— BEGIN Extract to read —

Earlier this week, we predicted that Ketanji Brown Jackson would be confirmed, likely on Thursday, and by a vote of 53-47. And whaddya know? With VP Kamala Harris presiding over the historic occasion, Jackson was confirmed yesterday, 53-47. Don't even try to pretend you're not impressed. That's why readers come to this site: We have the biggest crystal balls in the business.

Jackson—and you might not know this, because it's gotten so little attention—will be the first Black woman to serve on the Court. Waiting for her there, of course, are a Black man and three other women, one of them a Latina. Clearly, this is not your father's Supreme Court. Well, unless we're talking about the four conservative white guys. Then it's certainly your father's Supreme Court. Especially if your father was born in, say, 1880.

As expected, the three Republicans who crossed the aisle to vote for Jackson were Mitt Romney (UT), Susan Collins (ME), and Lisa Murkowski (AK). They also participated in the standing ovation that Jackson got (in absentia, as she was watching from the White House). On the other hand, a number of Republicans made a point of running for the doors of the Senate chamber as soon as the applause began. Perhaps there was a lunchtime cocaine orgy and they didn't want to be late. In addition, three Republicans—Lindsey Graham (SC), Rand Paul (KY), and Jim Inhofe (OK)—were compelled to vote from the Senate cloakroom because they weren't wearing ties, and so were barred from appearing on the Senate floor. Did they accidentally forget their ties at home? Did they misread a memo and think yesterday was casual Thursday? Did they not know that ties are required to appear on the Senate floor? Or was this a passive-aggressive way for the trio to thumb their noses at Jackson and the Democrats? We report; you decide.

— END Extract to read —

> **Stated problem 1**:
Find every line in the entries below that contains the word "tree", and copy each of those lines. Case counts.

— BEGIN Records shown —

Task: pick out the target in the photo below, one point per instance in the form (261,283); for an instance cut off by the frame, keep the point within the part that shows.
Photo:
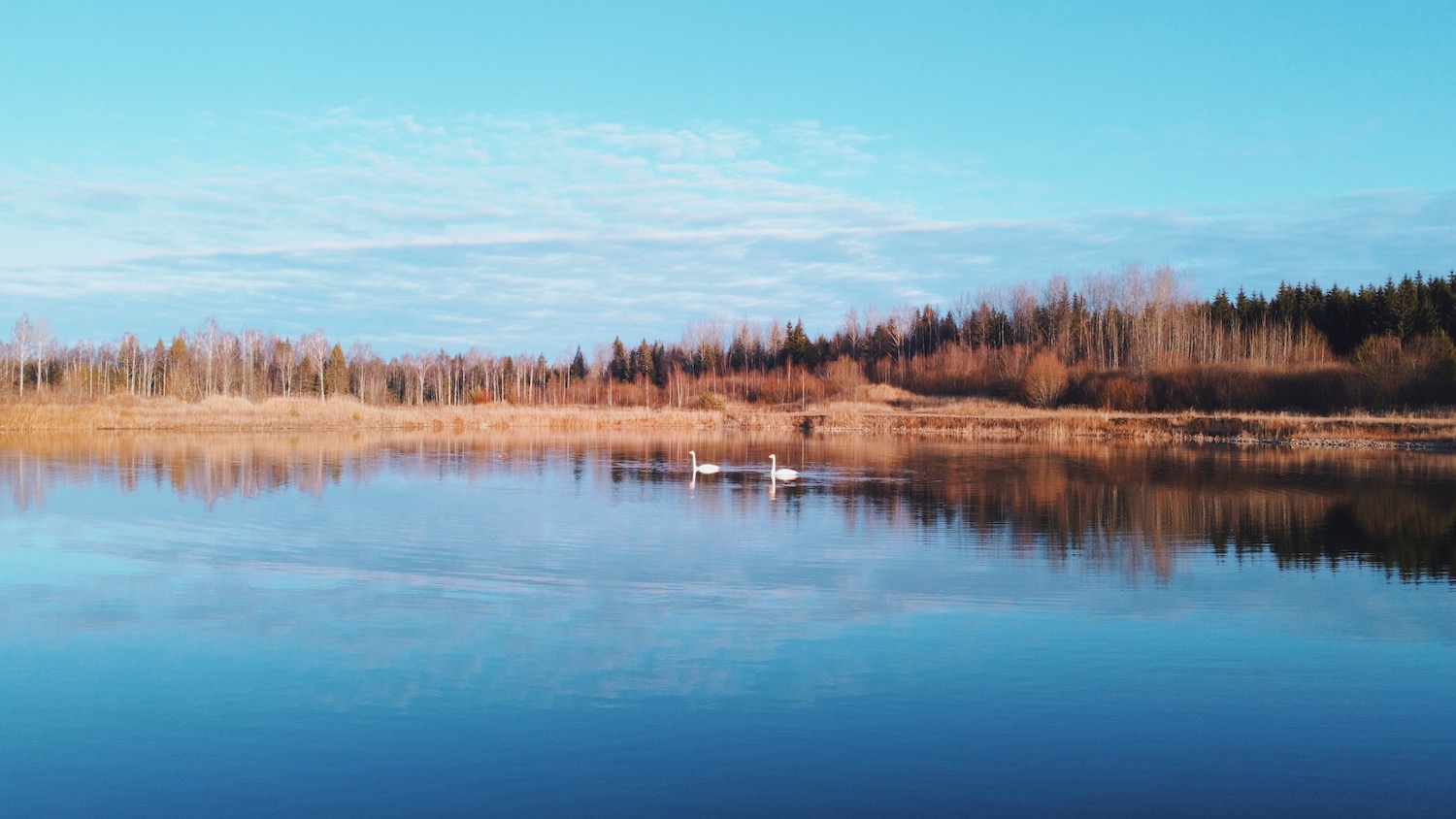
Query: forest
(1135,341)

— END Records shown —
— BEGIN Records shown —

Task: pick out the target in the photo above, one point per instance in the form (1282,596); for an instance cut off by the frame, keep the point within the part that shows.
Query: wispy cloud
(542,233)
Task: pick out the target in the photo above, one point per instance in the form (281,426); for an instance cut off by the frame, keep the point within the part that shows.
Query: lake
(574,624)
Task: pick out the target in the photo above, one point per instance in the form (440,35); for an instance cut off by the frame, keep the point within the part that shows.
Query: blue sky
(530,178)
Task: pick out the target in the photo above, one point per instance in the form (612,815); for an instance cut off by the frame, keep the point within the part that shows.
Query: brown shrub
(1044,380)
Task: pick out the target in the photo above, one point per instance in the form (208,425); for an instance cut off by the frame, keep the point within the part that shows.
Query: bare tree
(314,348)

— END Records shown —
— BEGIN Records shown —

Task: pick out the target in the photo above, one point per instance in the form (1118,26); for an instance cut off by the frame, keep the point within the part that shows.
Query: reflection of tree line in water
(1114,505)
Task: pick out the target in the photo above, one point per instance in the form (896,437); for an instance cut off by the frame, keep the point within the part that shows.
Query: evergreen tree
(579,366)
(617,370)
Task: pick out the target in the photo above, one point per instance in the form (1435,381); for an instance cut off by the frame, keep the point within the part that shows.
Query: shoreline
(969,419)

— END Records shown —

> **Stated problem 2**:
Write out the part of the passage on Ketanji Brown Jackson's confirmation from "Earlier this week, we" to "in the business.".

> **Exercise solution 1**:
Query: bare tree
Query: reflection of tree line in water
Query: evergreen tree

> **Exercise solution 2**:
Earlier this week, we predicted that Ketanji Brown Jackson would be confirmed, likely on Thursday, and by a vote of 53-47. And whaddya know? With VP Kamala Harris presiding over the historic occasion, Jackson was confirmed yesterday, 53-47. Don't even try to pretend you're not impressed. That's why readers come to this site: We have the biggest crystal balls in the business.